EXERCISE BRIEF » Reproduce the listing below word for word, with no pictures.

Data entries
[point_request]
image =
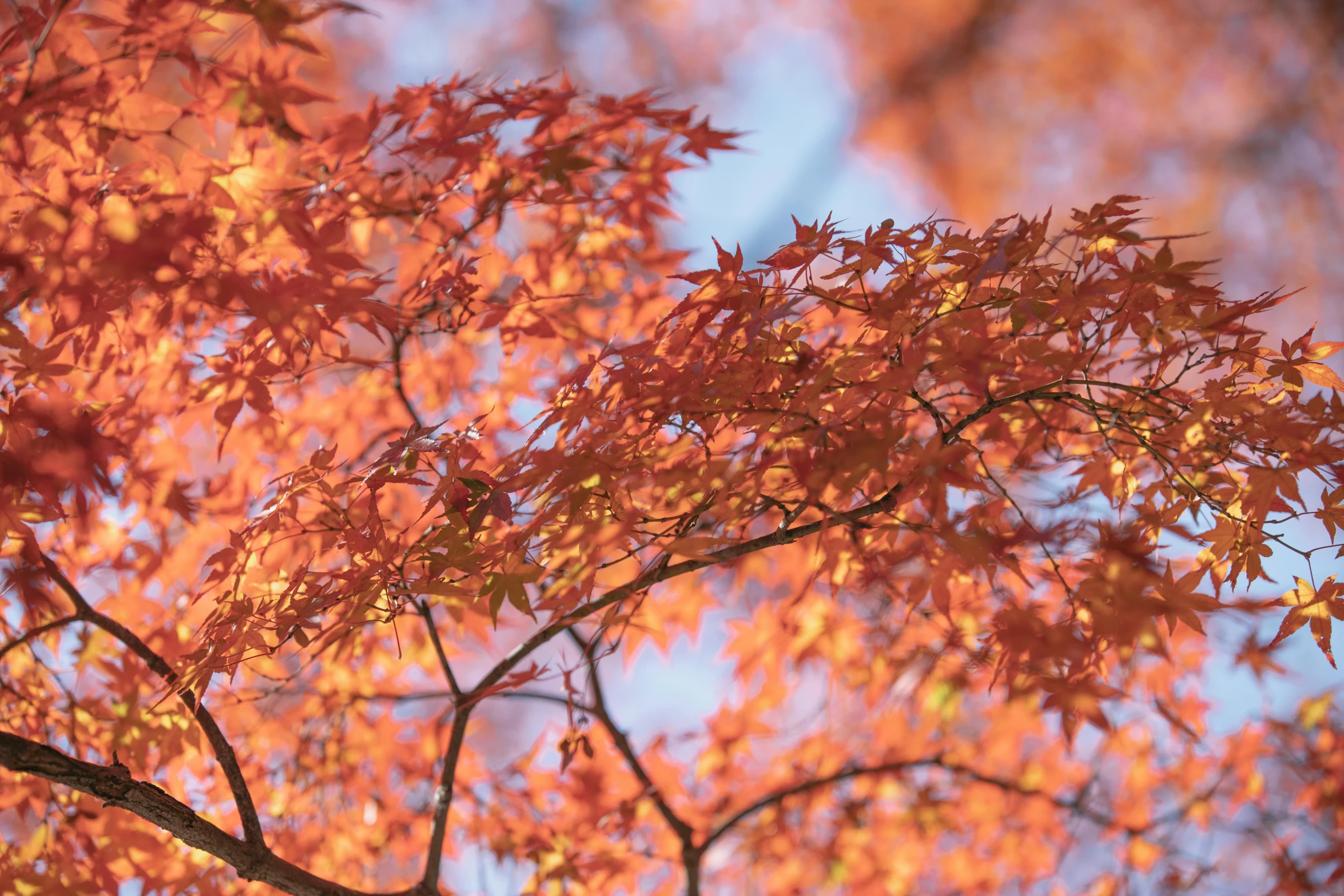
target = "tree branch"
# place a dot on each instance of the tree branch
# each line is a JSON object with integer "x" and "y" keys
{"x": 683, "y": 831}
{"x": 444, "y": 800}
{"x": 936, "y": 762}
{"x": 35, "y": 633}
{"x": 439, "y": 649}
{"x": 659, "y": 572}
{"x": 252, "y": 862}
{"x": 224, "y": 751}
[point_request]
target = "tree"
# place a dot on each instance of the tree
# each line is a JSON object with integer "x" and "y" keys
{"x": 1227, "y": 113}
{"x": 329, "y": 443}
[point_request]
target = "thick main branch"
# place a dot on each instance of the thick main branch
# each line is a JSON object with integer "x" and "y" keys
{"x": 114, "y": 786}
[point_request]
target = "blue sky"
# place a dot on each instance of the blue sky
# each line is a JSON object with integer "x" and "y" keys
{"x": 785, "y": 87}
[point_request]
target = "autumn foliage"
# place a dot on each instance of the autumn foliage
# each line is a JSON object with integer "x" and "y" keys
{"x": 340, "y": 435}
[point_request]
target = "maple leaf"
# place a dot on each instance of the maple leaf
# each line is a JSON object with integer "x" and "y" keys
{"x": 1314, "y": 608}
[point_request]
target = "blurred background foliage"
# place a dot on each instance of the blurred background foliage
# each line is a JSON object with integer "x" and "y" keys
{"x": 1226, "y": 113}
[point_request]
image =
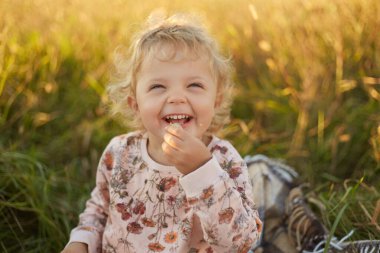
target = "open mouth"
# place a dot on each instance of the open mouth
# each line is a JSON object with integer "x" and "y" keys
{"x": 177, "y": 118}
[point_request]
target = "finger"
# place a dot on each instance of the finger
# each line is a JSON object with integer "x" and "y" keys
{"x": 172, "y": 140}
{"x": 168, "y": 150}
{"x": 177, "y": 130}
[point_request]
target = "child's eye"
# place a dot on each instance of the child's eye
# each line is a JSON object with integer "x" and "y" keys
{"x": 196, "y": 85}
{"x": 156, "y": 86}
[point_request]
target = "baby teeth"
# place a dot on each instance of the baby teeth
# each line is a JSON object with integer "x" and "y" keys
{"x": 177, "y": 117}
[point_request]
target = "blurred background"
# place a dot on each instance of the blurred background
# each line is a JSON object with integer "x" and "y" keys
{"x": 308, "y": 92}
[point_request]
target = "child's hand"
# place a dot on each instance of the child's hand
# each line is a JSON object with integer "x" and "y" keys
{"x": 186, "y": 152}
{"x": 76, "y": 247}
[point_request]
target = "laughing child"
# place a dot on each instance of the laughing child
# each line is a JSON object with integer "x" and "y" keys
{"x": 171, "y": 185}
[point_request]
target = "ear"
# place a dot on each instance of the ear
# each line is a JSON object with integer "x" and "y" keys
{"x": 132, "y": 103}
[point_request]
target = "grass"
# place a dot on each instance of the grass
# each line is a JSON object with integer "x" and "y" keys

SOLUTION TO THIS PROBLEM »
[point_request]
image =
target = "tree branch"
# place a dot on each instance of the tree branch
# each line is a JSON object with integer "x" and "y" keys
{"x": 683, "y": 831}
{"x": 444, "y": 800}
{"x": 936, "y": 762}
{"x": 35, "y": 633}
{"x": 439, "y": 649}
{"x": 659, "y": 572}
{"x": 252, "y": 862}
{"x": 224, "y": 751}
[point_request]
target = "tree"
# place a dot on each instance of the tree
# each line is a JSON object with integer "x" and "y" keys
{"x": 1227, "y": 113}
{"x": 329, "y": 443}
[point_request]
target = "thick main branch"
# place a dot on each instance of the thick main branch
# each line is a JSON object with integer "x" and "y" keys
{"x": 114, "y": 786}
[point_request]
target = "blue sky"
# place a dot on each instance of the blue sky
# each line is a JSON object with integer "x" and "y" keys
{"x": 785, "y": 87}
[point_request]
target = "autumn foliage"
# place a dot on each instance of the autumn foliage
# each line is a JSON object with integer "x" and "y" keys
{"x": 340, "y": 435}
[point_request]
target = "maple leaf"
# place a dot on each instance of the maple leaf
# each line is a JSON object with integer "x" and "y" keys
{"x": 1314, "y": 608}
[point_request]
target = "blurred background foliage"
# place a dot on each instance of the blurred background foliage
# each line is a JSON object with integer "x" and "y" keys
{"x": 1226, "y": 113}
[point_request]
image =
target = "open mouth"
# place a dot on each instance of the open mouth
# each line is a JSON object with integer "x" and "y" keys
{"x": 177, "y": 118}
[point_request]
target = "finger"
# place a dot on each instance of the finger
# each line is a JSON object with integer "x" and "y" keys
{"x": 172, "y": 140}
{"x": 168, "y": 150}
{"x": 177, "y": 130}
[point_request]
target = "child's eye"
# place a dot on each instance of the child's eye
# each line is a JSON object with integer "x" and "y" keys
{"x": 196, "y": 85}
{"x": 156, "y": 86}
[point_request]
target = "baby teeth"
# place a dot on each instance of the baby teeth
# each line is a JSON object with integer "x" and "y" keys
{"x": 177, "y": 117}
[point_request]
target = "blurred background"
# place a dot on each instance of the blurred background
# each line is a JSON object with integer "x" and "y" keys
{"x": 308, "y": 92}
[point_request]
target = "child's hand"
# place a dot on each instance of the child's hand
# each line is a JSON object with integer "x" and "y" keys
{"x": 186, "y": 152}
{"x": 76, "y": 247}
[point_request]
target = "laughing child"
# place a dot on each instance of the laughing child
# each line is a JSON object with integer "x" and "y" keys
{"x": 171, "y": 185}
[point_request]
target = "ear"
# place a dot on each instance of the ear
# each line is a JSON object with integer "x" and "y" keys
{"x": 132, "y": 103}
[point_request]
target = "grass"
# place a dot on each instance of the grass
# each line is a JSON object with integer "x" and "y" keys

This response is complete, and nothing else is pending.